**Selected text:**
John Hinckley Jr., the only person ever freed after shooting an American president, apologized in a TV interview for his shocking crime 41 years ago.
Less than a month after his unconditional release, Hinckley expressed his remorse to CBS News’ Major Garrett in an interview broadcast Tuesday. It was March 30, 1981, when the 25-year-old would-be assassin fired six shots from a .22 caliber revolver at the new U.S. president.
Ronald Reagan was struck in the chest as he left the Washington Hilton after speaking to a union gathering. The president underwent emergency surgery, and three others with him were also struck. A Secret Service agent and police officer were hit by Hinckley’s gunfire.
White House press secretary James Brady, who became a gun control advocate, was paralyzed and died years later from his wounds.
Hinckley said he was trying to let people see he is an “ordinary guy” trying to live day-to-day and is not “some crazy person” anymore. He expressed his “true remorse” and said he was “sorry” for what he did in 1981.
He told Garrett that he did not think the Reagan or Brady families wanted to hear from him and will likely not forgive him. He said the same about actress Jodie Foster, who he was obsessed with and felt would admire him if he assassinated Reagan.

**Record set:**
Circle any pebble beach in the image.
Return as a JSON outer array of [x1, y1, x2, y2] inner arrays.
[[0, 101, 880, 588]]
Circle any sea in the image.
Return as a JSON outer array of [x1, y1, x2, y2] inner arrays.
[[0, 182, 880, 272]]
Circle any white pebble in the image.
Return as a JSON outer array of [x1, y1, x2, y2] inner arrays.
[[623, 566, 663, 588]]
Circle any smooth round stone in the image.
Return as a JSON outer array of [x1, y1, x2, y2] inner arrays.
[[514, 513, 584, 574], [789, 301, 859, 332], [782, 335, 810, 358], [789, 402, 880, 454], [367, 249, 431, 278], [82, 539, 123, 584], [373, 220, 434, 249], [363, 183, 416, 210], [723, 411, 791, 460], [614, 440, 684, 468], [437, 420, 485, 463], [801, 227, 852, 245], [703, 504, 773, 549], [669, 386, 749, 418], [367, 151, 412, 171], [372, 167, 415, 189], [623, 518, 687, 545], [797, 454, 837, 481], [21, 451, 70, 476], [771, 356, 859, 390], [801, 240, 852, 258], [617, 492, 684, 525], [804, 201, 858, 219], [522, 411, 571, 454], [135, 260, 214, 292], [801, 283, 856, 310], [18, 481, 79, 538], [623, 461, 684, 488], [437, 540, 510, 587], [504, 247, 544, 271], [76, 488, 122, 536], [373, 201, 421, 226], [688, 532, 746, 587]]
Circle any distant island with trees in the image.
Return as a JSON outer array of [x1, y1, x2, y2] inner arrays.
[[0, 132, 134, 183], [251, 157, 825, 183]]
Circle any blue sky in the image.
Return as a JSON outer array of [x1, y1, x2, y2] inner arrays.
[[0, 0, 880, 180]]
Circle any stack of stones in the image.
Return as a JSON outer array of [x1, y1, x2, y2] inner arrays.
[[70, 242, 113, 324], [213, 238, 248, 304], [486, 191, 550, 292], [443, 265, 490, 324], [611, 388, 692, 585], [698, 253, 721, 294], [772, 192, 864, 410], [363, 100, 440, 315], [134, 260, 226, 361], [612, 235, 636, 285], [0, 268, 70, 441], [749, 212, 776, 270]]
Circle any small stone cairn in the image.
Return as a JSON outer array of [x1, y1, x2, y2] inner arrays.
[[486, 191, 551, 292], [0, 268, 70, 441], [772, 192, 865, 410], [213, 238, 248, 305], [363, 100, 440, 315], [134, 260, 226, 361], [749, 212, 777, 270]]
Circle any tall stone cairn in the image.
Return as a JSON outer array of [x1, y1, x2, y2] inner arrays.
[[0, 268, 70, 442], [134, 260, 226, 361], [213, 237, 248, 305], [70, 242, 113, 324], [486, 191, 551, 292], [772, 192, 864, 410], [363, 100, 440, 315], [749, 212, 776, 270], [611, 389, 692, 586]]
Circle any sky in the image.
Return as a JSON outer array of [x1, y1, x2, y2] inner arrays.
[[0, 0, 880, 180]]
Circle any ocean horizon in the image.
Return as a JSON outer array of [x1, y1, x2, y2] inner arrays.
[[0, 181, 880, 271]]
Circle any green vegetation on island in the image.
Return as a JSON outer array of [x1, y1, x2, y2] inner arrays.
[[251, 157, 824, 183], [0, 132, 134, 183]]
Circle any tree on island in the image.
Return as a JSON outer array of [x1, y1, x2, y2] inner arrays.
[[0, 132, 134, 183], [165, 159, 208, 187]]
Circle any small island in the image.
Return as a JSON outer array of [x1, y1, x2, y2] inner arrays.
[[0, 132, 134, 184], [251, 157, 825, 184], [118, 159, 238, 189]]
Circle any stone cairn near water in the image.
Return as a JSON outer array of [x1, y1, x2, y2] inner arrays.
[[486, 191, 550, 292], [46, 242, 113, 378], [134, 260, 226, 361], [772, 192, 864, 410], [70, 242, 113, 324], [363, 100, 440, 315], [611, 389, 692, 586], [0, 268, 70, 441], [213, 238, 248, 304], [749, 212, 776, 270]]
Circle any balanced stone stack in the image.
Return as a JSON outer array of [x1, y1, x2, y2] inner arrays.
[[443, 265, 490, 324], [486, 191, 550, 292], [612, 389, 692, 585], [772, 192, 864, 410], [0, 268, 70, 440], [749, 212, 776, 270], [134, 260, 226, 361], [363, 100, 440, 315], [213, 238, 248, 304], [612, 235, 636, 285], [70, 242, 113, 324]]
--
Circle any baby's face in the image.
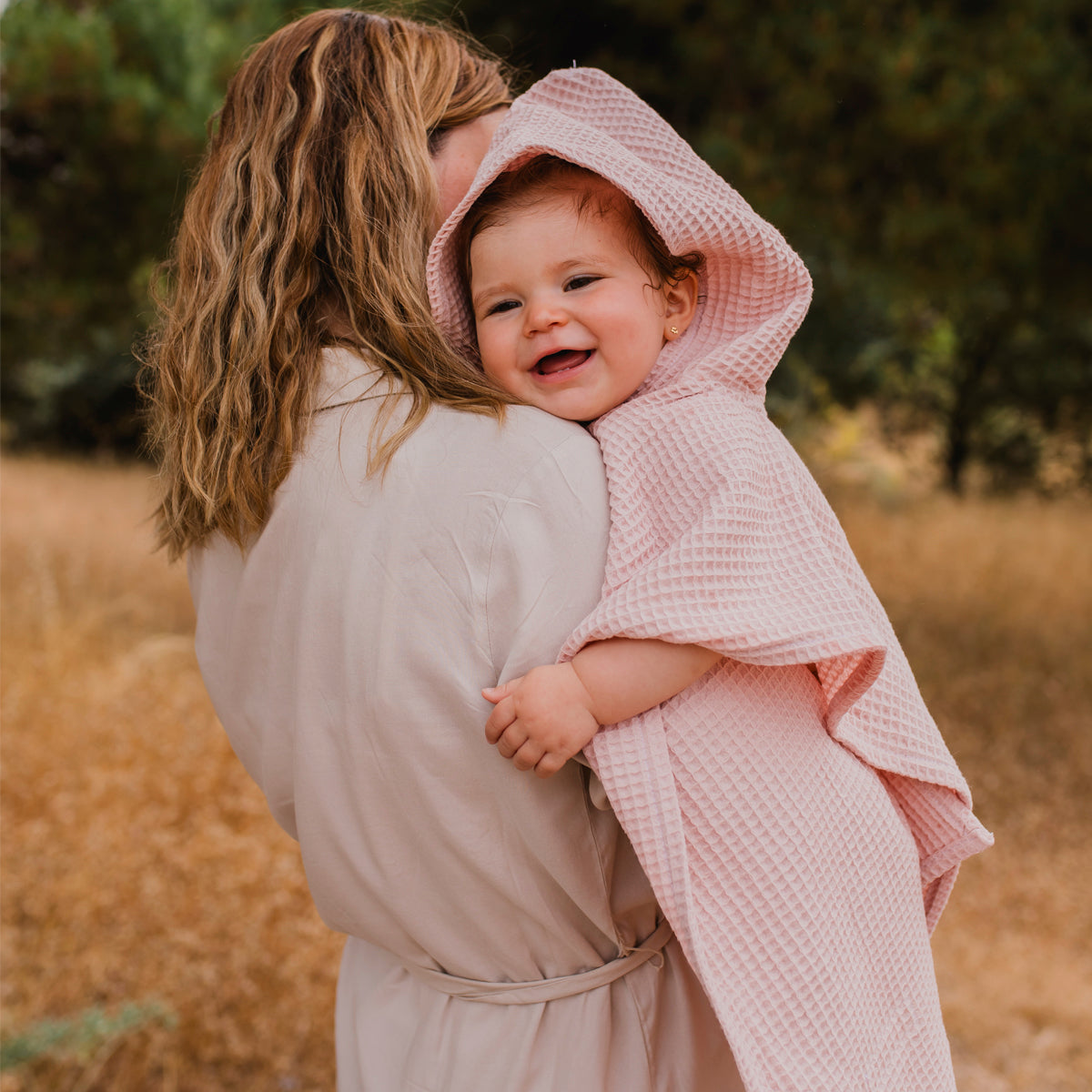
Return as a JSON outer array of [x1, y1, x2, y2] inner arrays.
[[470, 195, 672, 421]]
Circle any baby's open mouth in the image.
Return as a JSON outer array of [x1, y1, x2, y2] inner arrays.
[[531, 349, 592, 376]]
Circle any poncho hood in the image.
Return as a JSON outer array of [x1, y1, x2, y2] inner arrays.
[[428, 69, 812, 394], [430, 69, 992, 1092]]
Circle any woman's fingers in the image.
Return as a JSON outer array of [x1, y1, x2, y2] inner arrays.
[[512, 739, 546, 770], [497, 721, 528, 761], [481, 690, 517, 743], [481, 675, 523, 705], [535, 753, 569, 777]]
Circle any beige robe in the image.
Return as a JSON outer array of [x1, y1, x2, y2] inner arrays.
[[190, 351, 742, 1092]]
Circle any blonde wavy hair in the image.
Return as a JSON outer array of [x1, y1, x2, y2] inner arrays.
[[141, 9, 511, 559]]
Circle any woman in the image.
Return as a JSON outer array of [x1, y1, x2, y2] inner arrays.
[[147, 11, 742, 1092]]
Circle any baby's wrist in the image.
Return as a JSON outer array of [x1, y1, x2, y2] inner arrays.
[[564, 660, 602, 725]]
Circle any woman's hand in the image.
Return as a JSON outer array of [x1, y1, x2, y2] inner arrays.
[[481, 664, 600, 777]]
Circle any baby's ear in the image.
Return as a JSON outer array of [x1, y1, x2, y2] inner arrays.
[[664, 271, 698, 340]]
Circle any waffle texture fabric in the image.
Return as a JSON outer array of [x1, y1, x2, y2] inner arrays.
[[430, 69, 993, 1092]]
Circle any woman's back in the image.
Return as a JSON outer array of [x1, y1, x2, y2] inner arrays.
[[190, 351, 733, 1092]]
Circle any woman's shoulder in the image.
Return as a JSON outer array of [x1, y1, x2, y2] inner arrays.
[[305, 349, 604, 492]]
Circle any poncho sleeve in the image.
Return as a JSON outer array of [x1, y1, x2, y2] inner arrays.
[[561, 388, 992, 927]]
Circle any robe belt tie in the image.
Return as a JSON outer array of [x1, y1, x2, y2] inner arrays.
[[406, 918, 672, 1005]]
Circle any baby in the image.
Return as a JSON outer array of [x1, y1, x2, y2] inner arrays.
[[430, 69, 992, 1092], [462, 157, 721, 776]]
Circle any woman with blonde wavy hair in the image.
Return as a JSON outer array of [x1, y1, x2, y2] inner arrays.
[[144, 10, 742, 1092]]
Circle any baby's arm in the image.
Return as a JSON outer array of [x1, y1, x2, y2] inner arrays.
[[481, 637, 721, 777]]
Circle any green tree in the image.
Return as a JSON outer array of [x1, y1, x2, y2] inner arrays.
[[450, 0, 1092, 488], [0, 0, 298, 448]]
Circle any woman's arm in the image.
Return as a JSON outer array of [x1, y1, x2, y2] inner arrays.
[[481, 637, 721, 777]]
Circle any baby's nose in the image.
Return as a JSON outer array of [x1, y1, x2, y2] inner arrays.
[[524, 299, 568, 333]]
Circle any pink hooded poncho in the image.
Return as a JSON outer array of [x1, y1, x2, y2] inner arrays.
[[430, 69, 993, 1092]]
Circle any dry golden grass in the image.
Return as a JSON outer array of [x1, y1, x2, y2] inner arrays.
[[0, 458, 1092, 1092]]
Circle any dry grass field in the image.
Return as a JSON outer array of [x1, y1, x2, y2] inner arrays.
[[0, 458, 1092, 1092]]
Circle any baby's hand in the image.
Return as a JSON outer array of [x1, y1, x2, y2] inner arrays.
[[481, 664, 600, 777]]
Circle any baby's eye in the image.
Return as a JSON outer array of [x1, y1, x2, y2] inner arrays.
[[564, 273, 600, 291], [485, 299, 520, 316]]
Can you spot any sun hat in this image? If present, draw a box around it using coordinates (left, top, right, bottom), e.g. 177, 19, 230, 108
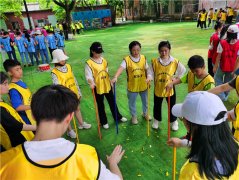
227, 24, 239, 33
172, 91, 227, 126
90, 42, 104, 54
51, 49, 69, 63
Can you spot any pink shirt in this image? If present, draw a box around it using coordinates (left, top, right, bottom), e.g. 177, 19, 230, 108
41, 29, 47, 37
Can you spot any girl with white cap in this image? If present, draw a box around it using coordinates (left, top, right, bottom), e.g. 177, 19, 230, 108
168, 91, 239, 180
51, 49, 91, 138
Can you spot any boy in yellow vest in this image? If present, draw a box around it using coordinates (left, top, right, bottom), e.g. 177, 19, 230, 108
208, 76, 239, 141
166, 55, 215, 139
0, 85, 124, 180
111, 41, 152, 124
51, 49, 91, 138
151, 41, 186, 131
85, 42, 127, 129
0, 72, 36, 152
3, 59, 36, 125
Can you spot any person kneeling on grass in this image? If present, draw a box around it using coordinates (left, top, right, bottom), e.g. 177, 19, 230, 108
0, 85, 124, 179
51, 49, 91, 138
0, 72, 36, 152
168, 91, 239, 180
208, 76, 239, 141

**Work instructions:**
**1)** In the article about John Hinckley Jr., what weapon did he fire at the president?
**2)** In the article about John Hinckley Jr., rewrite the paragraph that begins "Ronald Reagan was struck in the chest" more briefly, keeping its main facts.
**3)** Write the next part of the article about John Hinckley Jr., starting after its final sentence.

**Set of answers:**
**1)** A .22 caliber revolver.

**2)** Reagan was shot in the chest while leaving the Washington Hilton after addressing a union gathering, and he needed emergency surgery. Three others with him were also hit, among them a Secret Service agent and a police officer.

**3)**
Hinckley told CBS that Reagan was a “nice man” and a “good president,” and added that his serious mental illness in 1981 prevented him from knowing right from wrong.
He was ruled unfit to stand trial due to mental illness and was kept at St. Elizabeth’s Hospital in Washington D.C. for over three decades. Hinckley was granted conditional release from the institution in 2016, and last year received unconditional release that was set for June.
Hinckley is an aspiring musician and had three performances scheduled upon his release. All were canceled, however, due to security concerns.
The trauma he inflicted and nearly inflicted on the nation is impossible to overstate. American history changes if his bullet was a mere inch away from where it hit Reagan that day. The U.S. revival of the 1980s and even the end of the Cold War become far less certain had he succeeded.